WORK REQUIRED: Copy out every line of the material below, word for word, with nothing changed or left out.

========================================================================

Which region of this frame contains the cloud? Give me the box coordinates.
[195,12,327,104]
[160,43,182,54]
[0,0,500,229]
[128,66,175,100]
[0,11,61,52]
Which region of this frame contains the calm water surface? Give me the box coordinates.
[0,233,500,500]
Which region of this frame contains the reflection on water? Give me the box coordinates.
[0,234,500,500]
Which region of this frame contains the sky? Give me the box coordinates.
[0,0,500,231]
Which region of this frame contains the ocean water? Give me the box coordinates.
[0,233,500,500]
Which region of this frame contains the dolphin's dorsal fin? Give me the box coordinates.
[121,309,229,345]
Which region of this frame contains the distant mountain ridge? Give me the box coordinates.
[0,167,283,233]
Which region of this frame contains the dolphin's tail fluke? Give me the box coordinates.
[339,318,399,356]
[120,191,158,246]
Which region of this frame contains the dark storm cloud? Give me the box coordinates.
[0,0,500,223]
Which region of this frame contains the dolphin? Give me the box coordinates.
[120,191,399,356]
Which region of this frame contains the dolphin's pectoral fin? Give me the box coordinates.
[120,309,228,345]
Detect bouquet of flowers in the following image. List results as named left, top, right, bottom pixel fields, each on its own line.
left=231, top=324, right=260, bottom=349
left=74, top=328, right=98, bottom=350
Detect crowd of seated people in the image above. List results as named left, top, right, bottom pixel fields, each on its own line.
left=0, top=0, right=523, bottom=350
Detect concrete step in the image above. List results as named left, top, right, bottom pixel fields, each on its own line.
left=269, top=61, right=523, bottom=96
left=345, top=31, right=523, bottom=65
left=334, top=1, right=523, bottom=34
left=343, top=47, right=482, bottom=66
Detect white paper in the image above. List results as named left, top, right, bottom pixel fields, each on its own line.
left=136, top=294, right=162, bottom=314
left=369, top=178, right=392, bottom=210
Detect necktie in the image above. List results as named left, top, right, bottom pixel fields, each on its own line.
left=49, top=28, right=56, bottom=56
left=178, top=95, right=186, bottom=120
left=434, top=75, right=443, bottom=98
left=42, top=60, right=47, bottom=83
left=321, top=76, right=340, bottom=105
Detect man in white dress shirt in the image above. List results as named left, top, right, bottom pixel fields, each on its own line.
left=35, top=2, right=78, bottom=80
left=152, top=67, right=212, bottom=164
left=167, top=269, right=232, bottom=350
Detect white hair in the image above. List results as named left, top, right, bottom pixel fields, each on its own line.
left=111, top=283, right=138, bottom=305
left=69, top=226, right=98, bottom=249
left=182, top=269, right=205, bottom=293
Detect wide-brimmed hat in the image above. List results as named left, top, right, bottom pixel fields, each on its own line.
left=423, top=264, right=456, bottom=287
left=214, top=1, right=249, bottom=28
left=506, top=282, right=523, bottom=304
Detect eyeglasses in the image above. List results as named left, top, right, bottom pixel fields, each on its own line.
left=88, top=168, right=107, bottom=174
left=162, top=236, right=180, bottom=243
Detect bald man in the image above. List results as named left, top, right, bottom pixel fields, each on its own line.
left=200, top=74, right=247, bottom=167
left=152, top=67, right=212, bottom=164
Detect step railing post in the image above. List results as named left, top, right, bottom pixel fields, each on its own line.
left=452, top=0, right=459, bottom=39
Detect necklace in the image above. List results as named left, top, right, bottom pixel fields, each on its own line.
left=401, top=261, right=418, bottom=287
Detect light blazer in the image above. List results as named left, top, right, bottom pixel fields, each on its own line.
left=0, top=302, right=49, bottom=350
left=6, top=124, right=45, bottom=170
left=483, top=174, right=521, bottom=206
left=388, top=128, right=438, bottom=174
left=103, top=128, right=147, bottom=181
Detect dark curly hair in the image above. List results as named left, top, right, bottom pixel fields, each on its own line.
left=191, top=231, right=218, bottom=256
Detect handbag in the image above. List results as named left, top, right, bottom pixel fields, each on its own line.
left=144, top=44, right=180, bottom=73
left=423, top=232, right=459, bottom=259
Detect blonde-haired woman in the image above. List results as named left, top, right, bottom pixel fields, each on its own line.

========================================================================

TASK ANSWER:
Which region of this frame contains the cloud? Give me the box coordinates.
[195,12,327,104]
[160,43,182,54]
[0,0,500,229]
[128,66,175,100]
[0,11,61,52]
Which region of this frame contains the calm water surface? Give me the box coordinates.
[0,233,500,500]
Which region of this frame contains the reflection on water? Give me the box coordinates.
[0,234,500,500]
Which region of this frame contains the sky? Give me the box coordinates.
[0,0,500,231]
Which region of this frame contains the ocean water? Give me the box coordinates.
[0,233,500,500]
Which region of this frame contains the dolphin's dorsal fin? Give me the box coordinates.
[121,309,229,345]
Which region of this frame contains the distant mountain ridge? Give me the box coordinates.
[0,167,283,233]
Which region of this frame contains the dolphin's tail fluke? Give me the box coordinates.
[339,318,399,356]
[120,191,158,246]
Which region of this frame contains the dark storm cloud? Give me the box coordinates.
[0,0,500,223]
Which region of this frame contains the dolphin? Give me the box coordinates.
[120,191,399,356]
Which region of this frame contains the dolphin's pectoral fin? Give me the box coordinates.
[120,309,228,345]
Detect bouquet of flowers in the following image. List results as named left, top, right, bottom pixel fields, each on its own line.
left=231, top=324, right=260, bottom=349
left=74, top=328, right=98, bottom=350
Detect crowd of seated people in the image above. List results as named left, top, right, bottom pixel fields, each on its own line.
left=0, top=0, right=523, bottom=350
Detect concrete step in the image above. List results as named left, top, right, bottom pixel fields, each on its own line.
left=269, top=61, right=523, bottom=96
left=345, top=31, right=523, bottom=65
left=334, top=1, right=523, bottom=34
left=343, top=47, right=482, bottom=66
Detect white paper in the image above. List results as named left, top, right, bottom pixel fields, each on its own line.
left=136, top=294, right=162, bottom=314
left=369, top=178, right=392, bottom=210
Detect necktie in the image above. List results as named left, top, right, bottom pixel fields, each on its own line.
left=49, top=28, right=56, bottom=56
left=178, top=95, right=186, bottom=120
left=434, top=75, right=443, bottom=98
left=42, top=60, right=47, bottom=83
left=321, top=76, right=340, bottom=105
Detect man in white dress shirt in the image above. List results as named left, top, right, bottom pixel fields, each on its own line.
left=35, top=2, right=78, bottom=80
left=152, top=67, right=212, bottom=164
left=167, top=269, right=232, bottom=350
Detect white hair in the image above. List results as named left, top, right, bottom pixel fields, each on its own line.
left=111, top=283, right=138, bottom=305
left=69, top=226, right=98, bottom=249
left=182, top=269, right=205, bottom=293
Detect wide-brimmed hat in the image above. List results as named left, top, right, bottom pixel fields, each on its own line.
left=423, top=264, right=456, bottom=287
left=214, top=1, right=249, bottom=28
left=506, top=282, right=523, bottom=304
Detect eyeglasses in the image above. List results as named left, top, right, bottom pixel fields, each on its own line.
left=88, top=168, right=107, bottom=174
left=162, top=236, right=180, bottom=243
Detect bald man in the image above. List results as named left, top, right, bottom pixel fields, each on its own line.
left=200, top=74, right=247, bottom=167
left=152, top=67, right=212, bottom=164
Detect step railing post in the image above. List results as named left, top, right, bottom pixel fields, each on its own line.
left=452, top=0, right=459, bottom=39
Detect necklace in the image above. List results as named left, top, right, bottom pixel fields, each on its own line.
left=401, top=261, right=418, bottom=287
Detect light blazer in the image above. List results as named left, top, right, bottom pixel fields, each on its own line.
left=0, top=302, right=49, bottom=350
left=6, top=124, right=45, bottom=170
left=483, top=174, right=521, bottom=206
left=388, top=128, right=438, bottom=174
left=103, top=128, right=147, bottom=181
Detect dark curly hair in the image above. List results as named left, top, right, bottom pixel fields, each on its own line.
left=191, top=231, right=218, bottom=256
Detect handbag in the image above. List results as named left, top, right, bottom pixel fields, each on its own line.
left=144, top=44, right=180, bottom=73
left=423, top=232, right=459, bottom=259
Detect blonde-haired woman in the image above. List results as named left, top, right, bottom pixel fields, each on its own line.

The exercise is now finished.